* Start Document text *
I would also add that I can't imagine that there would be no church within driving distance that at least minimally qualifies as a true church. Now of course it may not be Reformed, but since when have we Reformed folk claimed a church had to be Reformed to be a true church? So in my opinion, you attend the best local option, while you work to plant a solid Reformed church.


----------



## Puddleglum (Oct 6, 2005)

On the money issue . . . I've known of instances where the deacons of a church have assisted the family so that they can pay for the gas to make the long drive to church.


----------



## Arch2k (Oct 6, 2005)

> _Originally posted by joshua_
> I do not disagree with the church planting thing I just didn't mention or clarify some exceptions...will have to clarify later.



Is it later yet??


----------



## Arch2k (Nov 23, 2005)

The Belgic Confession of Faith, Article XXVIII 
Every One Is Bound to Join Himself to the True Church 



> We believe, since this holy congregation is an assembly of those who are saved, and outside of it there is no salvation, that no person of whatsoever state or condition he may be, ought to withdraw from it, content to be by himself; but that all men are in duty bound to join and unite themselves with it; maintaining the unity of the Church; submitting themselves to the doctrine and discipline thereof; bowing their necks under the yoke of Jesus Christ; and as mutual members of the same body, serving to the edification of the brethren, according to the talents God has given them.
> And that this may be the more effectually observed, it is the duty of all believers, according to the Word of God, to separate themselves from all those who do not belong to the Church,* and to join themselves to this congregation, wheresoever God has established it, even though the magistrates and edicts of princes were against it, yea, though they should suffer death or any other corporal punishment.* Therefore all those who separate themselves from the same or do not join themselves to it act contrary to the ordinance of God.


----------
* End Document text *
▶ _Exercise prompt_
Can you write out the stretch from "## Arch2k (Oct" through "it later yet??" in the forum thread again, changing "later" to "soon"?
* Start Provided material *
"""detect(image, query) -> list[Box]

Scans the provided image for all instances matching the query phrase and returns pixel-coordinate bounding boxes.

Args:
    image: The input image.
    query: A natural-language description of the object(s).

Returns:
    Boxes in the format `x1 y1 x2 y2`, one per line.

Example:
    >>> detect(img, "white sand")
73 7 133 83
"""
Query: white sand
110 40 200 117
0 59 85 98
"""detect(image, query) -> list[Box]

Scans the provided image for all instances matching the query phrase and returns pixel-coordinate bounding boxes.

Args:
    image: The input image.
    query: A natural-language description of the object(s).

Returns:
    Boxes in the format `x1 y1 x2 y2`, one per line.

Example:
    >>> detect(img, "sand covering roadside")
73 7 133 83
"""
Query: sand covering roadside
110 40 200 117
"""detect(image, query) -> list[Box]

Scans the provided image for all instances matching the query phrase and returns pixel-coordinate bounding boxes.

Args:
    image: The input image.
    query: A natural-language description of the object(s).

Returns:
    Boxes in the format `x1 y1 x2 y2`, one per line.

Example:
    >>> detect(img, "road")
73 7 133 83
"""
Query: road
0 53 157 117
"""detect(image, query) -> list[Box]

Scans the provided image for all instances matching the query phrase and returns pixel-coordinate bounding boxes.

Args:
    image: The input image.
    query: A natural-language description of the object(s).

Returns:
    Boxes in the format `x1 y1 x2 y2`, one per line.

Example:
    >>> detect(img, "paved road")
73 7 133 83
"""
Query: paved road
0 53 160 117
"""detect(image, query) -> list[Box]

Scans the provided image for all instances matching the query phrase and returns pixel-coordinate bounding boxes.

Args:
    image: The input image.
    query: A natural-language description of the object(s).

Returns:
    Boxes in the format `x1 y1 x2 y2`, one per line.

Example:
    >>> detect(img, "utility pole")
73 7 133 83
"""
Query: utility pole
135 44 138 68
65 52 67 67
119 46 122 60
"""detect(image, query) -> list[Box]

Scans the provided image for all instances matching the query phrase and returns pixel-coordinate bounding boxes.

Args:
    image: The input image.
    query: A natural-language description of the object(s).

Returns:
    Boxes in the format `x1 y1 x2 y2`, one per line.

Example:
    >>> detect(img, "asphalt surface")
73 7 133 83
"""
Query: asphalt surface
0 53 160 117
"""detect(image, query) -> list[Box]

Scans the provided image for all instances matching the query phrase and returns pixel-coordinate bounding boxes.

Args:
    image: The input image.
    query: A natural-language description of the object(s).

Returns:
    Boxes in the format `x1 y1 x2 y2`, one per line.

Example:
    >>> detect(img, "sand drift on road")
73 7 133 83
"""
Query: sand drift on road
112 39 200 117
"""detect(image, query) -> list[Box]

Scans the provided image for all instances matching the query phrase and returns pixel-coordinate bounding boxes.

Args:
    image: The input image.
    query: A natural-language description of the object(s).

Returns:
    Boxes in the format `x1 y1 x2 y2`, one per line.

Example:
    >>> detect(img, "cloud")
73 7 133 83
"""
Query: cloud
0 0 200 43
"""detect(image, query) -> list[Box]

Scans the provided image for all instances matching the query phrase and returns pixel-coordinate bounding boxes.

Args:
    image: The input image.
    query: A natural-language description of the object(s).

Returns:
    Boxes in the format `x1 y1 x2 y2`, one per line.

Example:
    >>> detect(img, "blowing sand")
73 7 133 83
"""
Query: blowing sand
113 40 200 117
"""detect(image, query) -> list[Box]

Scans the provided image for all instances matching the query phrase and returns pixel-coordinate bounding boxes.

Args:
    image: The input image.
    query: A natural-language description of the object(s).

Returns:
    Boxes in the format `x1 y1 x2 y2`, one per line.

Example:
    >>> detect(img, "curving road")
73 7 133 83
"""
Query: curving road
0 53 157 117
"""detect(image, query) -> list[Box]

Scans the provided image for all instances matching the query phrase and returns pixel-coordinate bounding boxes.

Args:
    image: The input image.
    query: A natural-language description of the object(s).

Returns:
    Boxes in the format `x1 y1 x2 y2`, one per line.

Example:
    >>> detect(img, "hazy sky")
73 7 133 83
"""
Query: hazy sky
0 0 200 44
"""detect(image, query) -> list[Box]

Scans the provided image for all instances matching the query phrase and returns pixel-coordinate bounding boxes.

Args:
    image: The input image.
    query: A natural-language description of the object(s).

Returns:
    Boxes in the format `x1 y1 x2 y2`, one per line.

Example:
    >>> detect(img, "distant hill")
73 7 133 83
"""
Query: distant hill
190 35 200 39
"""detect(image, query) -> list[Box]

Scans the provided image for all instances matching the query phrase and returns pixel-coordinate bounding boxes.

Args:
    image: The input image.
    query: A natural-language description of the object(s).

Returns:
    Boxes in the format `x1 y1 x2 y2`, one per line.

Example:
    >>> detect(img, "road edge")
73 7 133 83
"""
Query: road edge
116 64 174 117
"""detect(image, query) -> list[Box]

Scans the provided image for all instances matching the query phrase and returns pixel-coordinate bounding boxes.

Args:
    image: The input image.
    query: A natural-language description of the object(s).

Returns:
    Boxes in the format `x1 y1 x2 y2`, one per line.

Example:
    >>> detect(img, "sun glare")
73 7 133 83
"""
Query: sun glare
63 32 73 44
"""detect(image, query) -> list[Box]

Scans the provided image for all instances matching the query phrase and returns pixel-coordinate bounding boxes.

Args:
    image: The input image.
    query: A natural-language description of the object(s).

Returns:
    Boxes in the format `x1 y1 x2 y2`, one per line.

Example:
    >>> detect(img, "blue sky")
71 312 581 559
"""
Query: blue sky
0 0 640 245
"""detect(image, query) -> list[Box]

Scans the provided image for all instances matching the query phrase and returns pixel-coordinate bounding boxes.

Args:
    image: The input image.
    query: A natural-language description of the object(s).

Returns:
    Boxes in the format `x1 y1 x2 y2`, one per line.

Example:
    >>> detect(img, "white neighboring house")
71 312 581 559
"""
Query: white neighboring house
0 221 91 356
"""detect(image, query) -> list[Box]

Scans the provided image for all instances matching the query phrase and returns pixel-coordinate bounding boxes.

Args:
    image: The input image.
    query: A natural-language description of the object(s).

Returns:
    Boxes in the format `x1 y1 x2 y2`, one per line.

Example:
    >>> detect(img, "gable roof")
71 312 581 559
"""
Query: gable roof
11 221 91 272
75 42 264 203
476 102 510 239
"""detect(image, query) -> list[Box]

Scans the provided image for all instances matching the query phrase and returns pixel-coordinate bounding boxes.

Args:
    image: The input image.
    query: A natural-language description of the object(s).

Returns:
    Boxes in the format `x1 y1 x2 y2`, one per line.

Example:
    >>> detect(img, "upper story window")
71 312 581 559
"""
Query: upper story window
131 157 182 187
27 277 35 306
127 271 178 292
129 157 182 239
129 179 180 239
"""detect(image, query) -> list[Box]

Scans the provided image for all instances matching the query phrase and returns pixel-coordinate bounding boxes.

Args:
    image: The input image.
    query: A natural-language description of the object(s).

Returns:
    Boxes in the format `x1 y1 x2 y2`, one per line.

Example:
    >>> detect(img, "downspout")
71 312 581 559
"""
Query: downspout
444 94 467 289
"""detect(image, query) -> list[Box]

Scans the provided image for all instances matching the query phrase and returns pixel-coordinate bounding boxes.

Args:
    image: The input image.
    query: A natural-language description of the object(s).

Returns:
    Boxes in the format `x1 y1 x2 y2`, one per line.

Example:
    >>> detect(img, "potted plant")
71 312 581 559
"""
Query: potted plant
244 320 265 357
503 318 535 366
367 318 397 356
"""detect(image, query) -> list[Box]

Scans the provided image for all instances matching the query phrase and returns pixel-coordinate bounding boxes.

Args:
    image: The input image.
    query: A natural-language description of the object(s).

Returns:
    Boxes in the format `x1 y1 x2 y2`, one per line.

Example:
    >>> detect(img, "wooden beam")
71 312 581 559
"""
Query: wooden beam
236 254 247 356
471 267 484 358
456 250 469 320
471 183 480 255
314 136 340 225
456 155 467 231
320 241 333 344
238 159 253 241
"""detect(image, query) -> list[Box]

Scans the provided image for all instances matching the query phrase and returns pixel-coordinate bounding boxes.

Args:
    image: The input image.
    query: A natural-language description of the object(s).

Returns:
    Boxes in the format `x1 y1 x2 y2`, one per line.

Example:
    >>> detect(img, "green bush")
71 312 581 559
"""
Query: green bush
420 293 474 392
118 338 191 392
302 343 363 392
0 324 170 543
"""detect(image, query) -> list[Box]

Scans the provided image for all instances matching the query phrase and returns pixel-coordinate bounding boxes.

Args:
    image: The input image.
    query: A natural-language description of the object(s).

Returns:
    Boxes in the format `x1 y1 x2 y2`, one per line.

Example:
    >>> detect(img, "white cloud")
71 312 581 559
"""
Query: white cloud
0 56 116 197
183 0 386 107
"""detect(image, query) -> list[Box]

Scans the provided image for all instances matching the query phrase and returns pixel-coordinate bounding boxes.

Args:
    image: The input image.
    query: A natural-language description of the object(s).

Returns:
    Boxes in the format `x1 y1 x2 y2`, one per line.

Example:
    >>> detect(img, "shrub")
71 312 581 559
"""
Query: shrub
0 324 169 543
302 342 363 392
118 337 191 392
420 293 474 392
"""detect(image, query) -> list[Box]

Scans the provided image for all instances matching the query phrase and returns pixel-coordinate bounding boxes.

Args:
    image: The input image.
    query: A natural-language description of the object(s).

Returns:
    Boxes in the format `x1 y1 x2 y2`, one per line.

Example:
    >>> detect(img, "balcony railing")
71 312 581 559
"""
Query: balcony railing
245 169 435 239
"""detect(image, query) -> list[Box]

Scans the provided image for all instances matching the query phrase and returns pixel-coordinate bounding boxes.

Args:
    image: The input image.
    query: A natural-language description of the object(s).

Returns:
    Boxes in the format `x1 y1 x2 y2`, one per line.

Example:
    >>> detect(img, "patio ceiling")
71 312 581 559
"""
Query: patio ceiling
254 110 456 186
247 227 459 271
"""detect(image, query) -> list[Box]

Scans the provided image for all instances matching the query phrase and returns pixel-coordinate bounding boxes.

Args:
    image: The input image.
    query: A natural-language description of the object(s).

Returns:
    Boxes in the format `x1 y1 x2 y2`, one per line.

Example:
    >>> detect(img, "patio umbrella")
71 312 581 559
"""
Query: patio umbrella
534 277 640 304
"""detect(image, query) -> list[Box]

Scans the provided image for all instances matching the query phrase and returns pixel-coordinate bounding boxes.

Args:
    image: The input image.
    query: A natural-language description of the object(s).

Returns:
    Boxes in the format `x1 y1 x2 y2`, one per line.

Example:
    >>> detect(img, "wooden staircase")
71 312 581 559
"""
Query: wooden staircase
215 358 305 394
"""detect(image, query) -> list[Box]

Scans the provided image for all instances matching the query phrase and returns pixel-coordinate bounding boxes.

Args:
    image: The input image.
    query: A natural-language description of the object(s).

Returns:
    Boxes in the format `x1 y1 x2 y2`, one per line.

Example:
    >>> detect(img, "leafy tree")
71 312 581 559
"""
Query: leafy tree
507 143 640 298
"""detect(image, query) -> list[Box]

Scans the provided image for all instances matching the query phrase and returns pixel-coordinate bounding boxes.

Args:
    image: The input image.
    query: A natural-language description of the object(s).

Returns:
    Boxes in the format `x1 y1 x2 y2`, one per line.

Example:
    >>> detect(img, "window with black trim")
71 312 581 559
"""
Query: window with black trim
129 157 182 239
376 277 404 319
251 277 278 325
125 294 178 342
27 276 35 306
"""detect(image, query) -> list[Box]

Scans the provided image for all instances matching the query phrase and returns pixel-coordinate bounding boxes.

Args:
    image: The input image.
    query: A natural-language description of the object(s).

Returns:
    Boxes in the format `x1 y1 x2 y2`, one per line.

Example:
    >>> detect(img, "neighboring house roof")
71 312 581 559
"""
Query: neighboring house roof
* End Provided material *
▶ _Exercise answer_
## Arch2k (Oct 6, 2005)

> _Originally posted by joshua_
> I do not disagree with the church planting thing I just didn't mention or clarify some exceptions...will have to clarify soon.



Is it soon yet??